En vous faisant-part d’une expérience spécifique que j’ai pratiquée de 1982 à 2002, au sein d’un institut de rééducation habilité pour des jeunes filles de 6 à 18 ans, présentant des troubles du comportement dus souvent à de graves carences éducatives, justifiant leur placement par mesure de justice ou sociale en semi-internat, je veux témoigner d’un pragmatisme réaliste au niveau d’une jeunesse en grosse difficulté.
La finalité
éducative visait, outre un retour à un équilibre de vie, une
sortie de l'établissement avec un projet socioprofessionnel
permettant à chaque jeune de prendre en main son avenir personnel
avec la plus large autonomie possible malgré ses difficultés
familiales pas toujours résolues. J'étais responsable de l'édification de ce projet de vie au sein d'une remarquable équipe psycho-éducative.
L’objectif de
sortie portait sur trois axes :
- Dans quel endroit vais-je vivre ?
- Comment puis-je être accompagnée si besoin ?
- Comment puis-je gagner ma vie et avoir ma place dans la société?
Après
un parcours de rattrapage et de consolidation scolaire jusqu’à l’âge de 14-15 ans, les jeunes étaient admises en section
pré-professionnelle, de 15 à 18 ans, encadrée par une éducatrice scolaire spécialisée se chargeant de la consolidation des acquis scolaires
en corrélation avec la réalité de la vie d’une jeune femme, et
par un éducateur technique spécialisé (moi-même) prenant en charge toute
l’éducation dite gestuelle afin d’évaluer les possibilités
d’adaptation de chaque jeune fille à la vie extérieure par des
mises en stages progressives en entreprises.

= Consignes =
1. Pour chacune des affirmations suivantes, indiquez si le témoignage la confirme (oui ou non), en citant les mots décisifs du texte. (a) L'institut accueillait des jeunes filles de 6 à 18 ans. (b) La section pré-professionnelle accueillait les jeunes dès l'âge de 12 ans. (c) La personne qui témoigne exerçait comme éducatrice scolaire spécialisée.
2. Citez, s'il vous plaît, le passage du témoignage qui commence par « - Comment puis-je être » et se termine par « progressives en entreprises. ».

(Données brutes)
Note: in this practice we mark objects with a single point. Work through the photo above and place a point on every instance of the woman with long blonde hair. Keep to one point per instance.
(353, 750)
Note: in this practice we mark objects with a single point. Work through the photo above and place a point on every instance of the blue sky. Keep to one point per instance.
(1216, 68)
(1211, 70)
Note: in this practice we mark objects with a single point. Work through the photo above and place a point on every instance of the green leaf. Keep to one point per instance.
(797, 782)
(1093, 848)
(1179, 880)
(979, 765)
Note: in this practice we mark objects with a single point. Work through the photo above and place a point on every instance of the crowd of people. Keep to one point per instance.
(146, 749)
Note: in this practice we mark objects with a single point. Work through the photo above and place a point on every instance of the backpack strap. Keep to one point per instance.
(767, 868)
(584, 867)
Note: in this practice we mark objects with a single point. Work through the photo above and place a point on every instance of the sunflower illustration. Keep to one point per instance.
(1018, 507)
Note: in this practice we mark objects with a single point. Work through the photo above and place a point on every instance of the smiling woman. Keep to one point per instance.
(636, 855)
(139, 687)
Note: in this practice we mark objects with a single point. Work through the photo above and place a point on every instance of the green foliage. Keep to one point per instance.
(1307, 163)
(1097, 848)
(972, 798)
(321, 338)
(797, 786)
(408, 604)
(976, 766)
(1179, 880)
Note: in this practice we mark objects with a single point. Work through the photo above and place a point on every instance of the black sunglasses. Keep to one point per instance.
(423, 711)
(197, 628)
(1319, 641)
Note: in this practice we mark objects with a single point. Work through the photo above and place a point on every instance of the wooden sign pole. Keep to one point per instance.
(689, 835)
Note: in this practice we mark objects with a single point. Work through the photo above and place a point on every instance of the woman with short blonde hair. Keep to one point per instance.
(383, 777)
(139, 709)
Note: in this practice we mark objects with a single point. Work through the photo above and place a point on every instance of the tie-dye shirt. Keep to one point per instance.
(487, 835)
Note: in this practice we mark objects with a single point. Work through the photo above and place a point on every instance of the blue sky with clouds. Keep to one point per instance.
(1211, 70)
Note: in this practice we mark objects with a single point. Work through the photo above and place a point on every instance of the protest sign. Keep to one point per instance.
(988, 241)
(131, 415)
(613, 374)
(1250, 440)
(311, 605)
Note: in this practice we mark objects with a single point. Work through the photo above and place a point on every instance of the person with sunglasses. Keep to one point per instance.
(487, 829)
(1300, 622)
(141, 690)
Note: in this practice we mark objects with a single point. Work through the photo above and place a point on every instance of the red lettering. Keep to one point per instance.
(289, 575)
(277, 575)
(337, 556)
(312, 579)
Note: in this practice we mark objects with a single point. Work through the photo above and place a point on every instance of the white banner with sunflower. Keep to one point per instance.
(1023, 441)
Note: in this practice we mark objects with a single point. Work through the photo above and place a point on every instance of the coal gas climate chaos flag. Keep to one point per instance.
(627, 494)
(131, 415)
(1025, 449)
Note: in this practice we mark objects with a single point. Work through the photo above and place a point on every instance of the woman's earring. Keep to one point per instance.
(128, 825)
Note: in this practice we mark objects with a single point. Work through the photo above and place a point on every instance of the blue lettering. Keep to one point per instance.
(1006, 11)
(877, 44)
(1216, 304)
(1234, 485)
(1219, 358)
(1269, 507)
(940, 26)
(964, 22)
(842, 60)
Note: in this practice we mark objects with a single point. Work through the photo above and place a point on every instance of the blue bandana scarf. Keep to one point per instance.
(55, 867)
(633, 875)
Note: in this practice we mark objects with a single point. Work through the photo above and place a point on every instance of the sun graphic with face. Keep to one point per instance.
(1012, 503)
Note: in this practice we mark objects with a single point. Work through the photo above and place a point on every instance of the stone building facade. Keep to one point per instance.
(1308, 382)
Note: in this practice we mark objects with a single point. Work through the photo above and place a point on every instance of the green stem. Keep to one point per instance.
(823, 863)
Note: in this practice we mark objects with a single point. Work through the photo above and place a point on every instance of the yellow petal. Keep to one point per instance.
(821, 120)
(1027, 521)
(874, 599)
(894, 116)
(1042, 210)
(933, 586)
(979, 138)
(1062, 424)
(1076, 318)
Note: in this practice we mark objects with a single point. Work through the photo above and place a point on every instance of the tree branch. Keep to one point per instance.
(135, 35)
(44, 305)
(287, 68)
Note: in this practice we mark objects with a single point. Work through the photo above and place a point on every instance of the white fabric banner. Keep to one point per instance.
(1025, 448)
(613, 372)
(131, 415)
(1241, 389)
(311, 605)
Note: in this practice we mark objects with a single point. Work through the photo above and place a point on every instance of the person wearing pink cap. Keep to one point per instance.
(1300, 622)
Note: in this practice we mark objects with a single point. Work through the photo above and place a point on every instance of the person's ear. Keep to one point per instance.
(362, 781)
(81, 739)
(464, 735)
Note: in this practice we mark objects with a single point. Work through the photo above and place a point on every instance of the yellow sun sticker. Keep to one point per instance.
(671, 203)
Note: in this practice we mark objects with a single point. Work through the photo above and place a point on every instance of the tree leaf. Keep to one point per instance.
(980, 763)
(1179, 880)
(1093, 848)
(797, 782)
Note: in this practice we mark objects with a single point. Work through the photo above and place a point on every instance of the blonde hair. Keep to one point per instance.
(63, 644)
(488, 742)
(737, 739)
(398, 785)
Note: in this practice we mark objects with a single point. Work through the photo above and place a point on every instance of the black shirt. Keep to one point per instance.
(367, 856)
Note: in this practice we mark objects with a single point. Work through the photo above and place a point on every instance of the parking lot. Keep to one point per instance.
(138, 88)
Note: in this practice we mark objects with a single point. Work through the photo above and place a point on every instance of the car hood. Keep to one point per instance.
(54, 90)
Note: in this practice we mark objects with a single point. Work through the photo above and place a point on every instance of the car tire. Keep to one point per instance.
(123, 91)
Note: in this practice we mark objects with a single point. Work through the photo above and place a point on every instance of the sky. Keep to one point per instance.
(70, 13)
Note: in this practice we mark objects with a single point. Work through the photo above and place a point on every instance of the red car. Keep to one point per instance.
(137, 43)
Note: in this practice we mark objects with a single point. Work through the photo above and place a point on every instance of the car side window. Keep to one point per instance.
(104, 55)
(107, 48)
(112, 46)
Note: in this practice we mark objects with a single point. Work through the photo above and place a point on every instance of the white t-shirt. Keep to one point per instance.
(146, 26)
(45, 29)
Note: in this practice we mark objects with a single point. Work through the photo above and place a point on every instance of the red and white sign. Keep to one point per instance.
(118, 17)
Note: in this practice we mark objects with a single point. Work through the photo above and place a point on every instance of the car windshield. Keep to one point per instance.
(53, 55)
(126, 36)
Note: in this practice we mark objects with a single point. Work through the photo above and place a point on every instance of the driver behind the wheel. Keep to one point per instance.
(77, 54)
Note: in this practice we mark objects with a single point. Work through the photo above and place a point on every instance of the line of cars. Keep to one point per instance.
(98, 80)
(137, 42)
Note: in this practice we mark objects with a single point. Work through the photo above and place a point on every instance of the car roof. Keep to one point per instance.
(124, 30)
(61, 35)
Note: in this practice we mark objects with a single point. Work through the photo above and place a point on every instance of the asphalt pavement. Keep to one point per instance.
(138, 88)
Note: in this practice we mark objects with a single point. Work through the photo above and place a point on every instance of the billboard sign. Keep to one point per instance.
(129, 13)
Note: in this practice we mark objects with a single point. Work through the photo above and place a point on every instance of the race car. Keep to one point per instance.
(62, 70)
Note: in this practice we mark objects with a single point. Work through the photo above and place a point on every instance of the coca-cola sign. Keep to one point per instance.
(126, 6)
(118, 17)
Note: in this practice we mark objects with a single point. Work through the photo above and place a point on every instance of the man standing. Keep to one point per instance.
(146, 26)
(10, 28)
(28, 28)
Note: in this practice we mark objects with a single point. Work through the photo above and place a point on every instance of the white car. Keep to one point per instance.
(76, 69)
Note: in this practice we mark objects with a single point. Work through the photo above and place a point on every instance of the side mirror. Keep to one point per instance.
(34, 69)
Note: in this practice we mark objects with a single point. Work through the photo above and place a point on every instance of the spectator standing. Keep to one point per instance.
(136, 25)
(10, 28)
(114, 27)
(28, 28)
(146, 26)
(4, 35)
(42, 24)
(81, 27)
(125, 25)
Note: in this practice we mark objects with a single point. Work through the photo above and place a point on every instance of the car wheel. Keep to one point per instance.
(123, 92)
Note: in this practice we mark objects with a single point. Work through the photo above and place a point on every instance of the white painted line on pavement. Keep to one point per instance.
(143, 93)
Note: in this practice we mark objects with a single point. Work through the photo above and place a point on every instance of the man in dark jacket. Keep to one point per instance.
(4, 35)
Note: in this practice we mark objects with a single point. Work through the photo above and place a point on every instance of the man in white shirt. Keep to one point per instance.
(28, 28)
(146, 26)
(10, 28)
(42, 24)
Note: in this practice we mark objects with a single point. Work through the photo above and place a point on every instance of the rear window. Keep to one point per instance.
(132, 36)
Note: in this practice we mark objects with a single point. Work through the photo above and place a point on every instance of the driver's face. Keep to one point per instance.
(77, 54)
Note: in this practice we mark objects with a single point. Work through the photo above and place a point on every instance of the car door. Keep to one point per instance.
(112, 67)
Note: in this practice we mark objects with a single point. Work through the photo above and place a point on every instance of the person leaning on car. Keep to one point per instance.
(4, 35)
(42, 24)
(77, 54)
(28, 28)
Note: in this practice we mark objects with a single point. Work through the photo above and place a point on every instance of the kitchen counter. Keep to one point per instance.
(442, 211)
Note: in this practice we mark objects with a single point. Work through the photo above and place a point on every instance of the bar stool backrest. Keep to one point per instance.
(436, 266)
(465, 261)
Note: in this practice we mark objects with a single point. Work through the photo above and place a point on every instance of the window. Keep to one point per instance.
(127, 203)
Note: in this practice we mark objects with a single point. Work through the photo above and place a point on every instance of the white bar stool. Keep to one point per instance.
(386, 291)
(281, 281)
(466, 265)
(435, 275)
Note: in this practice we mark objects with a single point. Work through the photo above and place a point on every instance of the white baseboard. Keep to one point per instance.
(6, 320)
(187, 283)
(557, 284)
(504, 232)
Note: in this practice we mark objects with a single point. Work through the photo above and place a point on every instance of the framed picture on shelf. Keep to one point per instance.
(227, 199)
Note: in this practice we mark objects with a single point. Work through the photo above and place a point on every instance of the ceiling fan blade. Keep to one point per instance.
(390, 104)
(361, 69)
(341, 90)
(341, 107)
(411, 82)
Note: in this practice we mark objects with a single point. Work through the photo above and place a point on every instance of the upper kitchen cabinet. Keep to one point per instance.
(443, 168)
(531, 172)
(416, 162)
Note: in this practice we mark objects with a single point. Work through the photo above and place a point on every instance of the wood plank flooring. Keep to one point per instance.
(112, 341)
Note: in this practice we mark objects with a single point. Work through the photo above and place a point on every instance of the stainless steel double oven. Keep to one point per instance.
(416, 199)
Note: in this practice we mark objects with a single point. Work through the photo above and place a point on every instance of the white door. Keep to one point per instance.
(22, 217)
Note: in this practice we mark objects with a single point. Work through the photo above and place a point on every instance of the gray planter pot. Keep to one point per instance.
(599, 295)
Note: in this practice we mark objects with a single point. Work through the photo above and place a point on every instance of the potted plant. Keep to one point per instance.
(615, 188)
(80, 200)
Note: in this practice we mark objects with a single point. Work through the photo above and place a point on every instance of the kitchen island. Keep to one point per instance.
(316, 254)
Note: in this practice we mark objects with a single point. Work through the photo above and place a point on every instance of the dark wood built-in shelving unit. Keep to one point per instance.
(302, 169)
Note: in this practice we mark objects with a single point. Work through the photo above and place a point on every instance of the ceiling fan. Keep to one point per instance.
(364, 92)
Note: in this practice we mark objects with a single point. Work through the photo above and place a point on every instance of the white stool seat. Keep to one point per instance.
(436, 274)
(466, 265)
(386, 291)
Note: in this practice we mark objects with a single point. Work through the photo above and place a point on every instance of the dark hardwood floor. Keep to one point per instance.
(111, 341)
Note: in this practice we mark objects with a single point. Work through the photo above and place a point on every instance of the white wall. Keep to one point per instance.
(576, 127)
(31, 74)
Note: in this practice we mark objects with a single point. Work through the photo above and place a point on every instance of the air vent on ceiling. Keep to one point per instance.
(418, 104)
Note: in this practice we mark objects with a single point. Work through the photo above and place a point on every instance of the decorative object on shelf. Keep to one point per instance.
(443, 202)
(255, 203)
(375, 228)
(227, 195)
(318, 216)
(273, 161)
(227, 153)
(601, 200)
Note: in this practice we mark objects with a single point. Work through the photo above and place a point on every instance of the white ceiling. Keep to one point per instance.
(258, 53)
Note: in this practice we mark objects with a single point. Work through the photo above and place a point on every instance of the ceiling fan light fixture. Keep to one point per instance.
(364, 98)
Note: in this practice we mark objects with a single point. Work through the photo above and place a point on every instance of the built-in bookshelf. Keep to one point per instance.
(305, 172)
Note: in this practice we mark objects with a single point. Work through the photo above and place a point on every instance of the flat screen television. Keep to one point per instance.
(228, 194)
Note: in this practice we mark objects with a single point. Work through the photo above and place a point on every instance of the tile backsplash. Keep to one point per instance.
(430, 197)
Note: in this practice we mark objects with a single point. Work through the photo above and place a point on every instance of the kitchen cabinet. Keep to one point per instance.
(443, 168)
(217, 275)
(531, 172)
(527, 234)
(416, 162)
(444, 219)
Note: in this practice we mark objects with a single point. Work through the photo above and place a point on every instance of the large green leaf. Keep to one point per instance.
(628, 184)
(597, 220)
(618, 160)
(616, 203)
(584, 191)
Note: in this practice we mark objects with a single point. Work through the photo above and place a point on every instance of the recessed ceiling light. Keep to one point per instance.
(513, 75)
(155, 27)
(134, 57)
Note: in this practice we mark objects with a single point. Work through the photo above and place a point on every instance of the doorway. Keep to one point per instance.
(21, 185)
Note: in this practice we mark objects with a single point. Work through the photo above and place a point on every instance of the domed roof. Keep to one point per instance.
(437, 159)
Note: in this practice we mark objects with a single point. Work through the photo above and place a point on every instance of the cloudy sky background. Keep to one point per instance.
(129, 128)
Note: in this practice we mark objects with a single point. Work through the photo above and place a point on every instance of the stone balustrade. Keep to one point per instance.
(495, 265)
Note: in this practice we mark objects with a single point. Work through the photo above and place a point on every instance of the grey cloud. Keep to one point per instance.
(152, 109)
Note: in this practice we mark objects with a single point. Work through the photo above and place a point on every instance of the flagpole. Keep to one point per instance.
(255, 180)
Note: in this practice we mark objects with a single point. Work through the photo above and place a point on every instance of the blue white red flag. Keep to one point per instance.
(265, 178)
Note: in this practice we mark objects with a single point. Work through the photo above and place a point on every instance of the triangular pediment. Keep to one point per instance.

= Réponses aux consignes =
1.
(a) Oui : « pour des jeunes filles de 6 à 18 ans ».
(b) Non : « pré-professionnelle, de 15 à 18 ans ».
(c) Non : « par un éducateur technique spécialisé (moi-même) ».

2.
- Comment puis-je être accompagnée si besoin ?
- Comment puis-je gagner ma vie et avoir ma place dans la société?
Après
un parcours de rattrapage et de consolidation scolaire jusqu’à l’âge de 14-15 ans, les jeunes étaient admises en section
pré-professionnelle, de 15 à 18 ans, encadrée par une éducatrice scolaire spécialisée se chargeant de la consolidation des acquis scolaires
en corrélation avec la réalité de la vie d’une jeune femme, et
par un éducateur technique spécialisé (moi-même) prenant en charge toute
l’éducation dite gestuelle afin d’évaluer les possibilités
d’adaptation de chaque jeune fille à la vie extérieure par des
mises en stages progressives en entreprises.